*** Extracted data ***
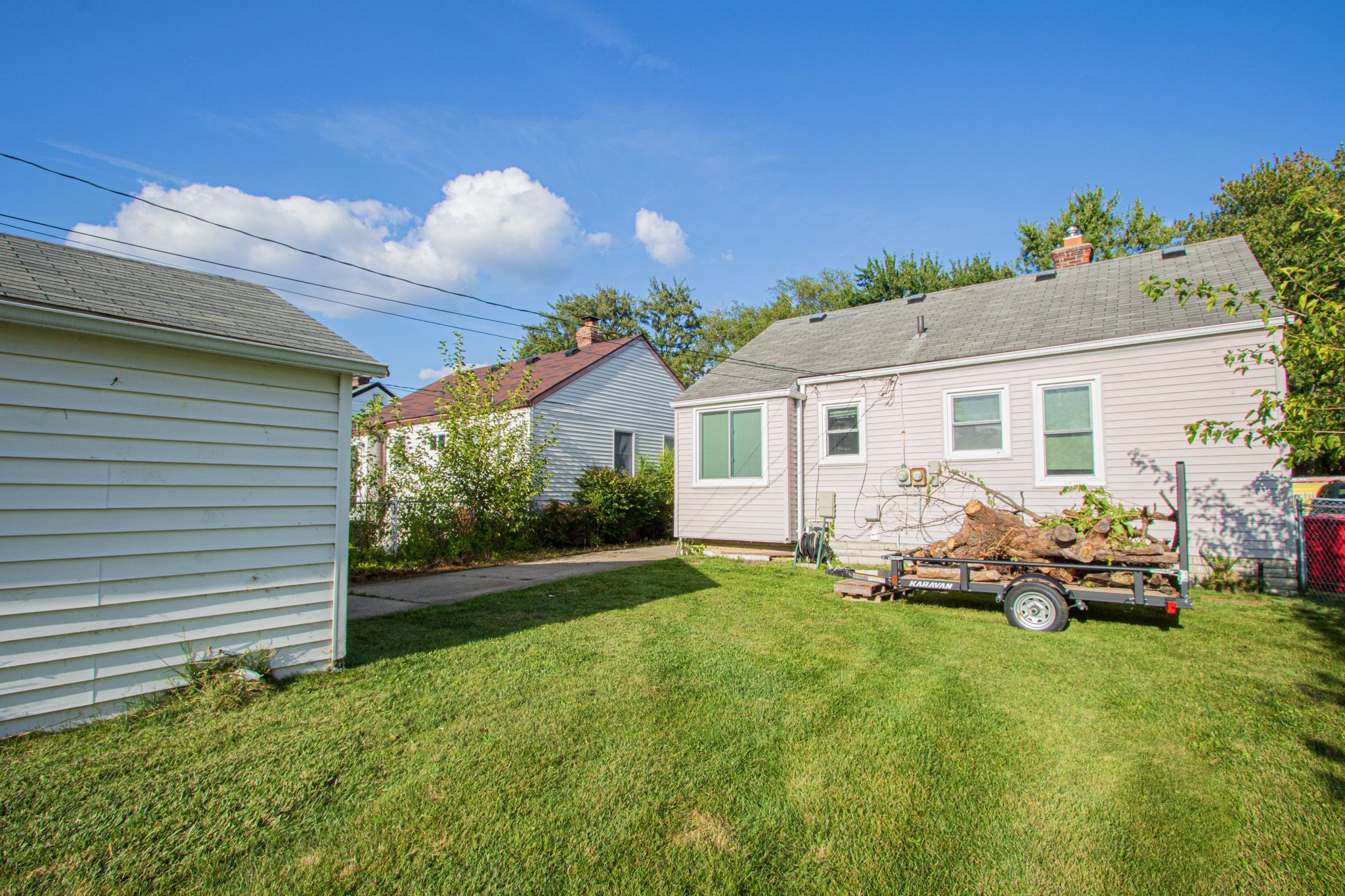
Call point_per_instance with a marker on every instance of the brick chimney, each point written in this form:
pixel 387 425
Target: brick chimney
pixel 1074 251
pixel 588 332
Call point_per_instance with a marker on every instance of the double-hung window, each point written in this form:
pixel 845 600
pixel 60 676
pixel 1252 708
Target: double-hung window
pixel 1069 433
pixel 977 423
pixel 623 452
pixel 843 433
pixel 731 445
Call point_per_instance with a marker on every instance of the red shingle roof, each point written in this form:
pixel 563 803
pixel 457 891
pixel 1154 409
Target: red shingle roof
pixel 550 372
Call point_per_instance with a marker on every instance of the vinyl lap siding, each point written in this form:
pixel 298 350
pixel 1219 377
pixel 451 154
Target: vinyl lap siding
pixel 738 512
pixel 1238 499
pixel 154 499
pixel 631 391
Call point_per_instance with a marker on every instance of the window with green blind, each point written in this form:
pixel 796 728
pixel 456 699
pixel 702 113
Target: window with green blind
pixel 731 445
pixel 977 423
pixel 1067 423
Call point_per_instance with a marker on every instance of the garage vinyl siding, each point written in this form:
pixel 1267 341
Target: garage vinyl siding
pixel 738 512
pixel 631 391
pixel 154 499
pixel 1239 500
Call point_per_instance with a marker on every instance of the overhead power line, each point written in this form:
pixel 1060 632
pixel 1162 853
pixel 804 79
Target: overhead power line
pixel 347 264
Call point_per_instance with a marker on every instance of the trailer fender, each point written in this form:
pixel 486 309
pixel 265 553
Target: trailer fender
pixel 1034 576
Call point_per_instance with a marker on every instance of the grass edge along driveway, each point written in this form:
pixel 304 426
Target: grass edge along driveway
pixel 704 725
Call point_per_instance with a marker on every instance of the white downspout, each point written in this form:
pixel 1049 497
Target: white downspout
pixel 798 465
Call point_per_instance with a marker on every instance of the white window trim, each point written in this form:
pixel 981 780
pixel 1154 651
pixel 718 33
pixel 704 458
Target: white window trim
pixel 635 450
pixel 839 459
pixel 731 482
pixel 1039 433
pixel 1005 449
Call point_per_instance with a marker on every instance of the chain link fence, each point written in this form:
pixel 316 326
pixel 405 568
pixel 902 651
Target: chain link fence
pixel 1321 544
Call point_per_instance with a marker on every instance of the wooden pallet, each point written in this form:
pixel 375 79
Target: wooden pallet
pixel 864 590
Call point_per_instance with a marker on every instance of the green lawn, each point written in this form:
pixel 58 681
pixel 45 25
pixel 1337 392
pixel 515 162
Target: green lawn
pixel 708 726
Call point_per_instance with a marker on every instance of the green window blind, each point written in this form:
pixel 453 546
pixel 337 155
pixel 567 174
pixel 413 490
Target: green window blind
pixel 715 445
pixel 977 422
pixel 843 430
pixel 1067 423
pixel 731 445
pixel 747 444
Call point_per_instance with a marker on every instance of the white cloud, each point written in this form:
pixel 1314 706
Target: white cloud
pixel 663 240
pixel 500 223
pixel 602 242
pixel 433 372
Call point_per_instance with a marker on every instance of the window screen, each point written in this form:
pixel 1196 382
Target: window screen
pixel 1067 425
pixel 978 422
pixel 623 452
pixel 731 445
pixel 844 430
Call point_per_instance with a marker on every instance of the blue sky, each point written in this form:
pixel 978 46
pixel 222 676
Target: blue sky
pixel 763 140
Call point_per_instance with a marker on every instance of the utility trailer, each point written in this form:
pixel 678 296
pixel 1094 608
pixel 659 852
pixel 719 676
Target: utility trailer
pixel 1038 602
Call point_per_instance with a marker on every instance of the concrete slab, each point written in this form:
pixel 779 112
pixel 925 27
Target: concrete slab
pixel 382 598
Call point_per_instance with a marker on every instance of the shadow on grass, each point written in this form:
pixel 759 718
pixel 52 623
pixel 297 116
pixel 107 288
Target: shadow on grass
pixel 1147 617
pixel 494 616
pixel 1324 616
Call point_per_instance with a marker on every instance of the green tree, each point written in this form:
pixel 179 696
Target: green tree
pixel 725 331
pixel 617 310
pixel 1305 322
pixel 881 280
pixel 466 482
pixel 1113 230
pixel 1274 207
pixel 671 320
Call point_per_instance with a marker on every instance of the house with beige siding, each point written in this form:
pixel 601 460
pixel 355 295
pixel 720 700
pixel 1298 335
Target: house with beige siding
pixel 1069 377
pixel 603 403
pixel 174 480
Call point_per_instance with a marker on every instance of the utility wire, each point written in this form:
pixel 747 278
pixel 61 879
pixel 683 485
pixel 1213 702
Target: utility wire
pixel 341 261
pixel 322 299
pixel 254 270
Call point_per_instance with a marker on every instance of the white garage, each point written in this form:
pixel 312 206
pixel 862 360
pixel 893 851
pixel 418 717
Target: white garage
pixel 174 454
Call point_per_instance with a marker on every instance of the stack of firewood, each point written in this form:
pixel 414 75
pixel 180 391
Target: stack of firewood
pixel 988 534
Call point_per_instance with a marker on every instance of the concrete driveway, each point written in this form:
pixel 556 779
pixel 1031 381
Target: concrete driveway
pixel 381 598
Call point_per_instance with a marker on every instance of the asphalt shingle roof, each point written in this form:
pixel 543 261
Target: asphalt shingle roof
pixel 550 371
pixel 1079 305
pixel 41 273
***
● Task brief
Leave out the pictures and set down everything else in the entries above exactly.

● Reply
Call point_per_instance with a marker on every instance of the brick chimney, each point written in this form:
pixel 387 425
Target: brick chimney
pixel 1074 251
pixel 588 332
Call point_per_instance with a marker on every instance of the double-hung window, each point written in this form:
pixel 845 600
pixel 60 676
pixel 1252 708
Target: double-hung window
pixel 1069 433
pixel 977 423
pixel 623 452
pixel 843 433
pixel 731 445
Call point_per_instance with a marker on every instance of the red shingle roof, each point written in this form:
pixel 563 803
pixel 457 891
pixel 1154 409
Target: red shingle roof
pixel 550 372
Call point_per_instance with a marker on every instance of the vinyl lap siding, each point written in this form:
pixel 298 350
pixel 1219 377
pixel 451 154
Target: vinyl lap siding
pixel 738 512
pixel 1238 499
pixel 154 499
pixel 631 391
Call point_per_instance with a marker on every instance of the window with green blind, each point written in this form:
pixel 796 728
pixel 456 699
pixel 702 113
Target: window with green blind
pixel 731 445
pixel 977 423
pixel 1067 423
Call point_per_instance with a marker on every instance of the garage vinyl siding, each point written in this form:
pixel 1267 341
Target: garage vinyl siding
pixel 738 512
pixel 631 391
pixel 154 499
pixel 1239 500
Call point_per_instance with a marker on every instance of the overhead power line, each point written in this form:
pixel 1060 632
pixel 1162 853
pixel 804 79
Target: overhead power line
pixel 347 264
Call point_per_instance with a marker on every instance of the trailer fender, each point written in this form:
pixel 486 309
pixel 265 553
Target: trailer fender
pixel 1034 576
Call point_per_instance with a marker on every instance of the grass edge along driveway, each point written in this form:
pixel 304 426
Target: grass edge along driveway
pixel 704 725
Call point_per_instance with a marker on every instance of the white downspout, each point written in this form:
pixel 1049 497
Target: white downspout
pixel 798 465
Call point_per_instance with a marker on every instance of the white window trim, each point written in this form:
pixel 981 780
pixel 1154 651
pixel 718 33
pixel 704 458
Target: white window trim
pixel 635 450
pixel 839 459
pixel 731 482
pixel 1039 433
pixel 1005 449
Call point_per_instance with a marker on every instance of the chain link fence, each point written in this form:
pixel 316 326
pixel 405 568
pixel 902 651
Target: chain link fence
pixel 1321 544
Call point_per_instance with a marker on every instance of the wooden pallet, each point written in this form:
pixel 375 79
Target: wooden pallet
pixel 864 590
Call point_per_instance with a marker on every instance of the green lawn, each point written in this form:
pixel 58 681
pixel 45 25
pixel 1337 392
pixel 515 162
Target: green lawn
pixel 708 726
Call point_per_instance with a marker on every instance of the green window blind, each point written in this form:
pixel 453 546
pixel 337 155
pixel 567 174
pixel 413 490
Target: green window blind
pixel 715 445
pixel 977 422
pixel 843 430
pixel 1067 423
pixel 731 445
pixel 747 444
Call point_per_instance with a marker on every instance of the white cloud, each point written in this form:
pixel 1314 706
Target: white cloud
pixel 663 240
pixel 500 223
pixel 602 242
pixel 433 372
Call point_per_instance with a marker on every instance of the window screen, each point written in this form:
pixel 1196 382
Target: window screen
pixel 1067 425
pixel 978 422
pixel 623 452
pixel 731 445
pixel 844 430
Call point_per_instance with a marker on every instance of the blue sky, each point written in this form:
pixel 978 46
pixel 222 676
Target: blue sky
pixel 763 140
Call point_per_instance with a marker on every instance of the utility trailer, each point written in this form:
pixel 678 296
pixel 1094 608
pixel 659 852
pixel 719 676
Target: utility trailer
pixel 1038 602
Call point_per_instance with a marker on every instance of the concrete slab, each point written in this form:
pixel 779 112
pixel 925 27
Target: concrete slab
pixel 382 598
Call point_per_instance with a marker on every instance of the shadow on grass, each point written in this form:
pixel 759 718
pixel 52 623
pixel 297 116
pixel 107 288
Target: shadow on grass
pixel 1147 617
pixel 494 616
pixel 1324 616
Call point_per_instance with a marker on every instance of the green tree, each point written in this form:
pixel 179 696
Target: green tree
pixel 725 331
pixel 617 310
pixel 1305 322
pixel 881 280
pixel 466 482
pixel 1113 230
pixel 1274 207
pixel 671 320
Call point_per_instance with a marker on every instance of the house with beige siding, each point written in this form:
pixel 601 460
pixel 355 295
pixel 720 700
pixel 1298 335
Target: house with beige siding
pixel 1069 377
pixel 603 403
pixel 174 480
Call point_per_instance with a marker on every instance of the utility wire, each point written in this form:
pixel 747 278
pixel 61 879
pixel 683 485
pixel 1213 702
Target: utility wire
pixel 341 261
pixel 322 299
pixel 254 270
Call point_per_instance with a marker on every instance of the white garage, each point written in this form:
pixel 312 206
pixel 862 360
pixel 893 851
pixel 418 717
Target: white garage
pixel 174 454
Call point_per_instance with a marker on every instance of the stack of firewood, each point written in this form:
pixel 414 75
pixel 180 391
Target: stack of firewood
pixel 988 534
Call point_per_instance with a marker on every instance of the concrete driveway, each point written in this form:
pixel 556 779
pixel 1031 381
Target: concrete driveway
pixel 381 598
Call point_per_instance with a marker on every instance of the asphalt shingle roof, each point written in this form:
pixel 543 261
Target: asphalt shingle roof
pixel 550 371
pixel 1079 305
pixel 41 273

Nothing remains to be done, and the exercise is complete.